The records below must be duplicated exactly, character for character.

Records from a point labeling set
^^^^^^^^^^^^^^^^

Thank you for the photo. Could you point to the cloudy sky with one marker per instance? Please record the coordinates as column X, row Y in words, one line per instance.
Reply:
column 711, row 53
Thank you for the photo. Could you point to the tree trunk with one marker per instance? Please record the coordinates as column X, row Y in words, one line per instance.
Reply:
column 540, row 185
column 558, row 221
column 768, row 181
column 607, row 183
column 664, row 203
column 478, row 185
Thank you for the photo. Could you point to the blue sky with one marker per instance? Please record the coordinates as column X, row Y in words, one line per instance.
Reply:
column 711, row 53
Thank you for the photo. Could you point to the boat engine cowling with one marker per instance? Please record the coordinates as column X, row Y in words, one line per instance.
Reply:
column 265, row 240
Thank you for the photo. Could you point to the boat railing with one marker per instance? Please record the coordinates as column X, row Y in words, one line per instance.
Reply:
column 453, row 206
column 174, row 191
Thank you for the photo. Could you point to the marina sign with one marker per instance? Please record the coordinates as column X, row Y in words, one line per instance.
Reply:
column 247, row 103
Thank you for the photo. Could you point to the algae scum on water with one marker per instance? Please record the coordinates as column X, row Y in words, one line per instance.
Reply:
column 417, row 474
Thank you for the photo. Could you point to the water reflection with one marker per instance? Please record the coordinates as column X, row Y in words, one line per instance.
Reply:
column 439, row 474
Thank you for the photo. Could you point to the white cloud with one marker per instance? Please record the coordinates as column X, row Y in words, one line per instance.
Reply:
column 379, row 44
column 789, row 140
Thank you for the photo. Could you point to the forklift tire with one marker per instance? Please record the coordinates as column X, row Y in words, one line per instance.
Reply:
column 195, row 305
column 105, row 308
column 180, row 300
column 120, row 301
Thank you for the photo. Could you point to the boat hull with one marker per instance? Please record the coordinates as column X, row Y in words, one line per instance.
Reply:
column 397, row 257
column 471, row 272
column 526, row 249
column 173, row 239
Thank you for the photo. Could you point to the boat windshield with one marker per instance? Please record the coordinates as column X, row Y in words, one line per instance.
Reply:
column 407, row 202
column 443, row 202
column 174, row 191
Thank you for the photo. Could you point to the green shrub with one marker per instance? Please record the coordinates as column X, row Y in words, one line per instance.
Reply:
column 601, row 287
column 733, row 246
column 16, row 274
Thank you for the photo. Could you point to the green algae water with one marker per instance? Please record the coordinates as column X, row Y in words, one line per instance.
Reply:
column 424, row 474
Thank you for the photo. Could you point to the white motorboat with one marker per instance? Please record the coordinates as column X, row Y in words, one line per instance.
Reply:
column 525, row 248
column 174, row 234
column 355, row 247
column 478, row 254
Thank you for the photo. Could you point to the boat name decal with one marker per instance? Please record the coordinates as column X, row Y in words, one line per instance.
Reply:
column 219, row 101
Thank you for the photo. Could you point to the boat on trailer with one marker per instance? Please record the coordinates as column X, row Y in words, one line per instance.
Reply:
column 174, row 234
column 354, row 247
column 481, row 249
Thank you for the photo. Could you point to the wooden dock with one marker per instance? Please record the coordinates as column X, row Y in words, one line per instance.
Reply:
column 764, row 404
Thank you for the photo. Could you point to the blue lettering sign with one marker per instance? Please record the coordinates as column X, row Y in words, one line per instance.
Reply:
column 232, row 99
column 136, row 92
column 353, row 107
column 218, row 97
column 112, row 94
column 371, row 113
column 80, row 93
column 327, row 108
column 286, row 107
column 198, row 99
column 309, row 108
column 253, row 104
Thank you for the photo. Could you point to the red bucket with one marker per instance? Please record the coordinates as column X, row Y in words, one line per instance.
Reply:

^^^^^^^^^^^^^^^^

# [Result of this task]
Thank you for the photo. Could you point to the cloudy sky with one marker per instance? Please record the coordinates as column X, row Y in words, one line per instance.
Reply:
column 711, row 53
Thank you for the photo. Could you point to the tree trunk with one marker per instance? Please record the coordinates as column X, row Y in words, one line per instance.
Reply:
column 540, row 185
column 558, row 221
column 768, row 181
column 607, row 183
column 664, row 203
column 478, row 185
Thank you for the photo. Could you point to the blue sky with one marker per instance? Please record the coordinates as column X, row Y in words, one line per instance.
Reply:
column 711, row 53
Thank you for the photo. Could you point to the boat engine cowling with one marker per instance? Please record the coordinates as column X, row Y in words, one line per instance.
Reply:
column 265, row 240
Thank you for the photo. Could you point to the boat railing with one marker per instance? Please record the coordinates as column X, row Y in words, one line per instance.
Reply:
column 453, row 206
column 174, row 191
Thank you for the photo. Could you point to the marina sign with one marker per instance? Please record the coordinates as column X, row Y in words, one line per instance.
Reply:
column 247, row 103
Thank you for the photo. Could you point to the algae scum on water with one marker per instance? Please record the coordinates as column X, row Y in words, one line per instance.
Reply:
column 417, row 474
Thank you for the photo. Could you point to the water reflection with one marker per instance? Please record the coordinates as column X, row Y in words, one line per instance.
Reply:
column 439, row 474
Thank you for the photo. Could you point to the white cloud with one marker per instance? Please record the coordinates as column X, row Y in words, one line per instance.
Reply:
column 379, row 44
column 789, row 140
Thank you for the photo. Could you point to the forklift tire with one marker per instance? Please record the coordinates as column X, row Y in words, one line per instance.
Reply:
column 195, row 305
column 105, row 308
column 180, row 300
column 120, row 301
Thank you for the photo. Could you point to the boat hull with one marker per instance? Please record the coordinates as column X, row Y in words, one line per instance.
Reply:
column 397, row 257
column 471, row 272
column 526, row 249
column 173, row 239
Thank you for the photo. Could you point to the boat windshield with one marker per instance? Please record the coordinates as column X, row Y in words, one line per instance.
Reply:
column 407, row 202
column 443, row 202
column 174, row 191
Thank you for the photo. Could you point to the green shrub with one marker per instance? Please record the coordinates as column X, row Y in words, one line per instance.
Reply:
column 601, row 287
column 733, row 246
column 16, row 274
Thank you for the photo. Could you point to the green algae water with one marker per instance? Please record the coordinates as column X, row Y in words, one line per instance.
Reply:
column 424, row 474
Thank you for the photo. Could you point to the white motorboat with one marker per instance? Please record the coordinates as column X, row Y in words, one line per instance.
Reply:
column 525, row 248
column 174, row 234
column 355, row 247
column 478, row 254
Thank you for the photo. Could you point to the boat name decal with one marker per instance? Please record the coordinates as column X, row Y in words, one line per instance.
Reply:
column 219, row 101
Thank you for the photo. Could you point to the boat on trailer with one marker per instance? Please record the coordinates as column X, row Y in words, one line per instance.
Reply:
column 174, row 234
column 354, row 247
column 481, row 249
Thank you for the photo. Could you point to the wooden dock with one marker per instance? Please record the coordinates as column X, row Y in words, one line per instance.
Reply:
column 764, row 404
Thank you for the photo. Could you point to the blue lettering sign with one marker per instance? Please record the coordinates as column X, row Y in words, one line per instance.
Reply:
column 232, row 99
column 136, row 92
column 353, row 107
column 218, row 97
column 112, row 94
column 371, row 113
column 80, row 93
column 327, row 108
column 286, row 107
column 198, row 99
column 309, row 108
column 253, row 104
Thank you for the photo. Could you point to the red bucket with one marker per instance? Please record the coordinates as column X, row Y in words, one line per instance.
Reply:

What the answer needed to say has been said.